━━ Given passage

The same dynamic played out during the OpenAI leadership chaos in 2023, when Sam Altman was abruptly fired and then reinstated within days. Early coverage moved quickly while the situation inside the company was still evolving. Any premature statement from leadership during that window could have been outdated hours later.

Strategic silence buys time to get the facts right, lets leadership align internally and gives communications teams space to craft a response that will actually hold up.

The cycle is over. Don’t restart it.

Here’s a mistake even experienced communicators make: The story runs. You don’t comment. The news cycle moves on. And then… you decide to say something.

Please don’t.

If you didn’t engage during the initial wave and coverage has already died down, a late statement doesn’t close the loop — it reopens it. To a journalist your statement isn’t old news, It’s a new development. What was fading out suddenly becomes: “Company responds to earlier controversy.” Now there’s a fresh angle. A new headline. A second round of coverage. You didn’t manage the story, you extended it.

You see a version of this play out in celebrity media all the time. My favorite example is Meghan Markle, and it happens with almost every news cycle that involves her. When news broke that Spotify wouldn’t be renewing its deal with Harry and Meghan, the initial headlines were pretty straightforward:

  • “Spotify ends podcast deal with Prince Harry and Meghan Markle”

Like most celebrity news, the story burned hot then started to fade. But then a statement came out emphasizing that Meghan would continue creating content and that the decision was mutual. That statement gave the media a new angle and the headlines evolved:

  • “Meghan Markle to continue podcasting despite Spotify split”  “Inside the end of Harry and Meghan’s Spotify deal”

Nothing fundamentally changed about the original event. But the response created a second wave – one that extended the story and invited deeper scrutiny into their broader media deals, including Netflix. That’s how a dying story gets a second life.

Wait too long, and you create a bigger crisis.

There’s another edge to this. Silence can buy you time but wait too long, and it stops being a strategy. It becomes a liability.

The textbook case here is Uber’s 2016 data breach. The breach happened. The company found out. And then they sat on it for over a year before going public. By the time they acknowledged it, the delay had become the story:

  • “Uber Paid Off Hackers to Hide a 57-Million User Data Breach”

━━━━

**What this exercise asks**
[a] For each statement, say whether it agrees with the passage on strategic silence. Answer yes or no and quote the deciding words. (i) Uber waited over a year before making its data breach public. (ii) According to the statement on the Spotify deal, Spotify alone made the decision. (iii) Sam Altman was fired and then reinstated within days.
[b] Pick up the passage on strategic silence after its last sentence and continue it.
The listing has no connection to the passage on strategic silence.

━━ Provided information

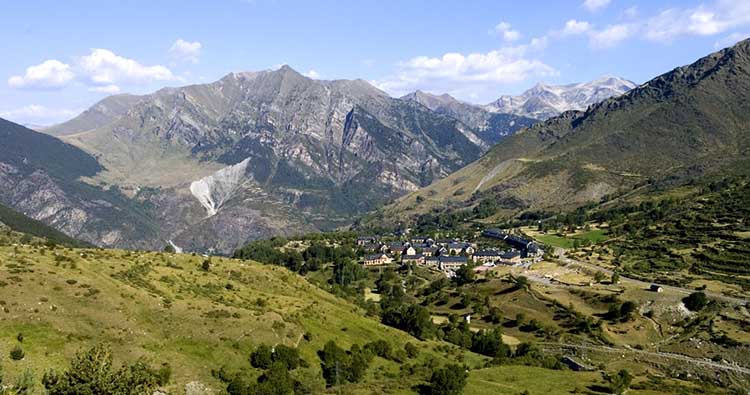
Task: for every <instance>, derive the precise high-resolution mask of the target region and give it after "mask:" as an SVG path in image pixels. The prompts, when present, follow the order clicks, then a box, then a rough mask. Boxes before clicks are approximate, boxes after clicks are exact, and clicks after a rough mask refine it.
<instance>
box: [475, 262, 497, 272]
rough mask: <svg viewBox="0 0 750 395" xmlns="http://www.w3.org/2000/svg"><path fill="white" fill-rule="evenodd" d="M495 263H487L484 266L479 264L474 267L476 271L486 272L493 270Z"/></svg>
mask: <svg viewBox="0 0 750 395" xmlns="http://www.w3.org/2000/svg"><path fill="white" fill-rule="evenodd" d="M488 265H489V266H488ZM494 265H495V264H494V263H487V264H484V265H482V266H477V267H475V268H474V273H484V272H487V271H490V270H492V268H493V267H494Z"/></svg>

━━━━

**Answers to the problems**
[a]
(i) Yes: "And then they sat on it for over a year before going public."
(ii) No: "a statement came out emphasizing that Meghan would continue creating content and that the decision was mutual."
(iii) Yes: "Sam Altman was abruptly fired and then reinstated within days."

[b]
What could have been a serious but contained incident turned into a full-blown crisis about trust, transparency, and leadership ethics. That’s the line communicators have to walk — move too fast and you risk getting the facts wrong; wait too long and you create a second, more damaging narrative on top of the first.

Sometimes silence reads as indifference and that’s its own crisis.

Here’s where it gets harder. There are situations where saying nothing doesn’t come across as strategic. It comes across as not caring. And that’s a completely different kind of problem.

If the issue touches public safety, the environment, or the communities where your company operates, you need to be in the story. When Oregon regulators fined Intel after discovering that a monitoring system on an emissions scrubber at its Hillsboro campus had been inadvertently switched off during maintenance, the company engaged in coverage explaining what happened and outlining corrective actions. That presence matters. It signals accountability. It tells regulators, neighbors, and employees that the company understands the concern and is taking it seriously.

Silence in those situations doesn’t buy time. It erodes trust.

The real job isn’t writing statements. It’s judgment.

Crisis communications isn’t about reacting quickly. It’s about reacting strategically.

Facts still forming? Hold. A premature statement can escalate something that might have faded on its own. Public safety or community trust at stake? Engage. Even a short, factual statement can stabilize the narrative. The story has already run its course? Let it stay buried.

Speed isn’t the goal. Strategy is.

The most important words in a crisis aren’t always the ones you say first. Sometimes they’re the ones you never say at all.